▶ [SET PROBLEM]: Quote the mailing-list post about the Calcutta Radio Station study in full, reproducing every line verbatim.

▶ [SOURCE TEXT]:

[Reader-list] 2nd posting from Indira Biswas on broadcasting

Indira Biswas indirabiswas at hotmail.com
Fri Mar 26 14:11:37 IST 2004


Hello,

This is Indira Biswas working on the topic ‘Mediation through Radio: The 
Calcutta Radio Station and the changing life of the city (1927 – ’57). I am 
sending my 2nd posting of the work done so far.
Through my research I am trying to locate the institutionalisation of this 
technology in a specific regional context of the Calcutta Radio Station 
(hence forth termed as the CRS) of late colonial situation and early post 
independence period. Through this I intend to explore the formation and 
dissemination of regional culture at various levels as well as nuances in 
identity formation within a national context.

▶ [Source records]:
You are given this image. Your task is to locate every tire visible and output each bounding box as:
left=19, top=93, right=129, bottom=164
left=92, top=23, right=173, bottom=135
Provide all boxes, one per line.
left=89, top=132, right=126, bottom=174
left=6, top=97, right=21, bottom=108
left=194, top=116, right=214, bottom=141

==

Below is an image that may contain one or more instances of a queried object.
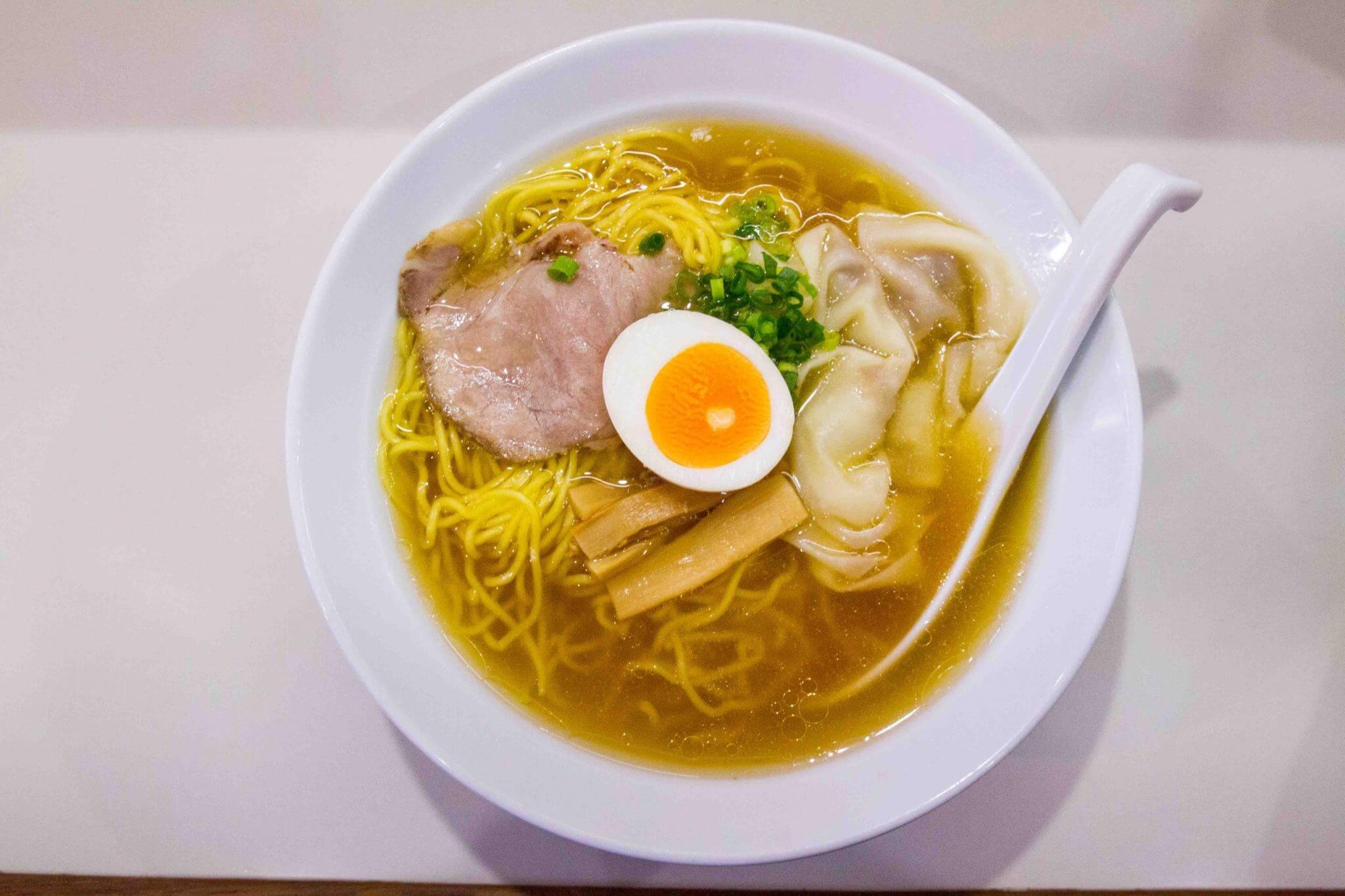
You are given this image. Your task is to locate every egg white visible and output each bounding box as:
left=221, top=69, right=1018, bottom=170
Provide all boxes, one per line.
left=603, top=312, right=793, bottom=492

▶ [FINISHED TASK]:
[Reader-list] 2nd posting from Indira Biswas on broadcasting

Indira Biswas indirabiswas at hotmail.com
Fri Mar 26 14:11:37 IST 2004


Hello,

This is Indira Biswas working on the topic ‘Mediation through Radio: The 
Calcutta Radio Station and the changing life of the city (1927 – ’57). I am 
sending my 2nd posting of the work done so far.
Through my research I am trying to locate the institutionalisation of this 
technology in a specific regional context of the Calcutta Radio Station 
(hence forth termed as the CRS) of late colonial situation and early post 
independence period. Through this I intend to explore the formation and 
dissemination of regional culture at various levels as well as nuances in 
identity formation within a national context.